Le Bois, essentiel à La Vallée

Derrière l’arbre se cache toute une économie

Derrière l’arbre se cache toute une économie forestière, propre à la Vallée de Joux. Depuis la graine jusqu’à la marqueterie fine, le savoir-faire des entreprises combières sera exploré tout au long de ce nouveau thème de la saison.

Communes forestières

Avec un peu plus de 15’000 hectares de surface boisée, la Vallée de Joux et ses trois communes sont parmi les plus forestières du Canton. On y trouve différentes essences de bois : des résineux, avec l’épicéa et le sapin blanc, mais aussi des feuillus comme le hêtre, l’érable, frêne et l’alisier blanc, entre autres. Des espèces propres à notre altitude et aptes à faire face aux hivers longs et rigoureux. Le sol a également son importance, très peu profond, avec des dalles rocheuses juste sous la surface. « Il y a différents types de forêt, raconte Rémy Meylan, garde-forestier à la Commune du Chenit, il y a la forêt fermée où le bétail n’a pas accès, la forêt parcourue par le bétail, le bois sur pâturages, et les pâturages. » Chaque essence a son rôle bien défini « l’épicéa d’abord, explique Jan-Matti Keller, inspecteur de l’arrondissement 11-16, basé au Brassus, ses premières billes de bois sont destinées à la menuiserie et aux facteurs d’instruments de musique, avec le bois de résonnance. Les deuxièmes billes vont à la construction et les derniers morceaux servent pour créer de l’énergie. Le hêtre est principalement utilisé en bois d’énergie, on le transforme en plaquettes pour les centrales combières et en bûches pour les particuliers. »

Énoncé
Relevez, dans le texte sur l'économie forestière de la Vallée de Joux, tous les types de forêt que distingue le garde-forestier de la Commune du Chenit.

Données affichées
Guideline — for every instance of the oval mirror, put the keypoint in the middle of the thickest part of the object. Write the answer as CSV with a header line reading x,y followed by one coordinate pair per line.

Corrigé
- la forêt fermée, où le bétail n'a pas accès
- la forêt parcourue par le bétail
- le bois sur pâturages
- les pâturages